Consumer-products maker Newell Rubbermaid pared its fourth-quarter forecast and said that it would cut 8% to 10% of its salaried work force. Digital-storage company Western Digital cut its expectations for revenue in the current quarter and unveiled plans to cut 5% of its total work force. Newell Rubbermaid fell nearly 28%; Western Digital rose 1.2%, after falling earlier.

Oil prices were down 27 cents at $43.33 a barrel at 11 a.m. in New York as investors awaited official confirmation that the Organization of Petroleum Exporting Countries had decided at its meeting in Algeria to cut output by two million barrels a day.

Stocks fell overall Wednesday in a choppy session, with banks under pressure and a dose of grim economic news sending jitters throughout London.

Collected material:
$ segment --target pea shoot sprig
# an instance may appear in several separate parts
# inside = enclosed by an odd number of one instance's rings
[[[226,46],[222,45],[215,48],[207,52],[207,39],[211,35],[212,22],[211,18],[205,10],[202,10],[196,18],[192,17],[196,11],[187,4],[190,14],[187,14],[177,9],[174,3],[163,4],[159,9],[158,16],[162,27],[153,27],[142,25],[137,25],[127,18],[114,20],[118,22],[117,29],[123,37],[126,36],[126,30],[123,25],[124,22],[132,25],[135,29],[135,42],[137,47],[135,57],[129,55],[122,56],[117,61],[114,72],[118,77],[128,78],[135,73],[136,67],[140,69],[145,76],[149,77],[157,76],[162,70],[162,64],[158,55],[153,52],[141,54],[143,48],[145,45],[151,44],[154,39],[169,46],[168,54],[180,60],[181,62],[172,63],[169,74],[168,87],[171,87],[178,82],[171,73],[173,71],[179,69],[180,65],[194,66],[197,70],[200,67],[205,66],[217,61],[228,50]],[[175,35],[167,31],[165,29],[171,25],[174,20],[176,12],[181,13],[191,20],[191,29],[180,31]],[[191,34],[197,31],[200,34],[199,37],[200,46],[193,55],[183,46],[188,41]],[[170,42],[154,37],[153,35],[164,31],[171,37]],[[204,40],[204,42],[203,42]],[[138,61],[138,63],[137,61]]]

Written task 1: List every place name that appears in the market report.
Written task 2: Carry the market report forward from its final sentence with a further passage in the same style.
The data shown above are separate material, unrelated to the market report.

Response 1: New York, Algeria, London

Response 2:
The Dow Jones Stoxx 600 Index was down 0.8% to 197.51. The U.K.'s FTSE 100 Index rose 0.4% to 4324.19, while France's CAC-40 Index fell 0.3% to 3241.92. Germany's DAX Index declined 0.5% to 4708.38.

The bank sector was notably the worst performer, pressured by BNP Paribas, which dropped 17%. It reported a pretax loss of €710 million in its corporate and investment-banking division for the first 11 months of this year, confounding hopes it had escaped the worst of the financial crisis.